_Selection:_
START

Suitable submissions

When an article is submitted to Glossa, the Editor in Chief first decides whether the focus and scope of the submission is suitable for the journal. If the submission is deemed unsuitable, the author will be informed within a week. If the submission is in line with Glossa’s focus and scope, the Editor in Chief will assign one of the Editors to act as Handling Editor for the submission. All submissions are automatically checked with plagiarism software.

If a manuscript has previously been submitted elsewhere, the editors of Glossa would like to request that authors provide information about the previous reviewing process and its outcome. This provides an opportunity for authors to detail how subsequent revisions have taken into account previous reviews, and why certain reviewer comments were not taken into account. Information about the author's previous reviewing experience is to the author's advantage: it often helps the editors select more appropriate reviewers.

The reason Glossa has this policy is to discourage authors from simply resubmitting papers to different journals without taking into account reasonable requests from previous rounds of reviewing elsewhere. Such a situation often comes to light when reviewers inform the editors that they have reviewed the paper for a different journal and no changes were made in the new submission to Glossa. The editors believe this is a waste of precious reviewing resources. 

The journal is happy to accept submissions of papers that have been uploaded onto preprint servers or personal websites, presented at conferences, or disseminated through other informal communication channels. As long as they have not been peer-reviewed, and the authors have retained copyright, these formats are not considered prior publications. Authors are encouraged to create a link from any prior posting of their paper to the final published version in Glossa, if possible.

The reviewing process

Within a week after being assigned a paper, the Handling Editor will contact three reviewers to evaluate the paper and assess it for clarity, validity, and sound methodology. Reviewers have two weeks to respond to the invitation. If they do not, new reviewers will be contacted by the Handling Editor until a quorum of three is reached. The time reviewers take to react may substantially lengthen the duration of the reviewing process.

Reviewers are asked to send in their reviews four weeks after accepting the invitation, but this is negotiable. They are invited to use a review form to evaluate the paper, but using this form is not compulsory. Reviewers are gently and regularly reminded of their invitations to review and the due dates for their reviews.

The reviewing process is double-blind: reviewers have no access to the identity of the authors, and the authors do not know who the reviewers are. However, if reviewers happen to know the identity of the author, this does not automatically disqualify them as reviewers.

During submission, authors can suggest and exclude reviewers for their submission, and they may justify these proposals. The Editors are free (but not obliged) to invite suggested reviewers. They will however never invite reviewers  for the purposes of reviewing a submission who have been explicitly excluded by the author.

Members of the editorial team/board/guest editors are permitted to submit their own papers to the journal. In cases where an author is associated with the journal, they will be removed from all editorial tasks for that paper and another member of the team will be assigned responsibility for overseeing peer review. A competing interest must also be declared within the submission and any resulting publication.

END

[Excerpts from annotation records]
START

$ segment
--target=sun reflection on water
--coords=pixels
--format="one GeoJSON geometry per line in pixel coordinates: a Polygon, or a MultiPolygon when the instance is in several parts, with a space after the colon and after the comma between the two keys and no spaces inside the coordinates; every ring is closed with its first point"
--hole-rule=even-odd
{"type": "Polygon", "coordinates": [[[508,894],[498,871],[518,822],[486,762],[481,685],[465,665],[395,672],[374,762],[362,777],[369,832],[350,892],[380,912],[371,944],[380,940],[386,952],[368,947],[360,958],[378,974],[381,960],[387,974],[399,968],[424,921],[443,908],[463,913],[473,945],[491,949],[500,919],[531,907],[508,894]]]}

END

_Parts of the exercise:_
- A) Copy the passage of the Glossa review policy from "During submission, authors" up to and including "any resulting publication.".
- B) Carry on the text about Glossa's submission and review process from where it stops.

_Answer list:_
- A)
During submission, authors can suggest and exclude reviewers for their submission, and they may justify these proposals. The Editors are free (but not obliged) to invite suggested reviewers. They will however never invite reviewers  for the purposes of reviewing a submission who have been explicitly excluded by the author.

Members of the editorial team/board/guest editors are permitted to submit their own papers to the journal. In cases where an author is associated with the journal, they will be removed from all editorial tasks for that paper and another member of the team will be assigned responsibility for overseeing peer review. A competing interest must also be declared within the submission and any resulting publication.

- B)
Editorial decisions and revisions

When all reviews are in, the Editor makes an editorial decision, usually based on three reviews. In exceptional cases, or in the case of squibs, a decision may be made with two reviews. This is, for example, necessary when a third review fails to materialize after repeated reminders, and time is too short to invite a new reviewer. At Glossa, timely initial editorial decisions are generally prioritized over a complete set of three reviews.

If the editorial decision is “resubmit for review”, ”revisions required”, or “accept submission”, authors are asked to provide a detailed document explaining how their revised submission has taken reviewers’ comments into account. This document will be read both by the reviewers (in the case of “resubmit for review”) and the Editor. The revised version should ideally be resubmitted within 10 weeks after the editorial decision is made, but this is negotiable. In the case of “resubmit for review”, the revised version and the document detailing the changes will be sent to the initial reviewers, unless the author can demonstrate that one of the reviewers is biased against the paper. Additional reviewers may also be invited at this point if the initial reviewer is unavailable, or at the discretion of the Editor. In principle (conditionally) accepted submissions are not sent out for review again once the author submits the revised version. The Editor makes an editorial decision based on the revised paper and the author’s reply to the reviewers. The Editor may still contact one or more reviewers regarding specific questions. In principle, the Editors will allow for a maximum of three rounds of submission for a paper.

In case of conflicting reviews, or if an author formulates justified objections to the review(s), the Editors reserve the right to invite a fourth, ‘Solomonic’ reviewer who will have access to all versions of the paper and all reviews in order to advise the Editors. Authors have the right to suggest names for that Solomonic reviewer. At all times, the Editors try to facilitate the conversation between authors and reviewers as best they can.

Reviewer Guidelines

Reviewers are asked to provide comment on the below topics and guidelines:

  • Does the paper present an empirical discovery potentially of interest to most of this journal's readers?
  • Is the empirical content of the paper sound (e.g. fieldwork includes proper controls and comparisons, experiments well designed, etc.)?
  • Does the paper make a broader proposal about an aspect of linguistic theory potentially of interest to most of this journal's readers?
  • Is the argumentation linking the paper’s broader conclusions to its empirical or theoretical premises sound?
  • Comment on the paper’s premises or the conceptual framework that it assumes.
  • Any other comments relevant to the evaluation of the paper as a whole.
  • Suggestions for improving the paper.
  • Specific line-by-line comments on details of the paper.
Glossa does not accept papers of more than 15.000 words for publication. Therefore, if the paper is close to or over this limit and you are recommending expansion in some area, it would helpful if you could also identify areas in which it might be cut. We would also welcome any observations on matters of presentation that might occur to you in the course of reading the article.

Reviewing matters

Reviewers have a crucial responsibility in the decision process leading from submission to publication. Here are some things that you as reviewers can do to help us editors improve and accelerate that process.

1. Please answer the invitation to review as promptly as possible, especially if you cannot do the review. That will allow the editor to invite a new reviewer and considerably shorten the submission-to-decision (StD) time. If you don't answer quickly, the editors will wait for your answer for 10-15 days before inviting a new reviewer. When a succession of invited reviewers fail to answer timely, StD time is significantly increased.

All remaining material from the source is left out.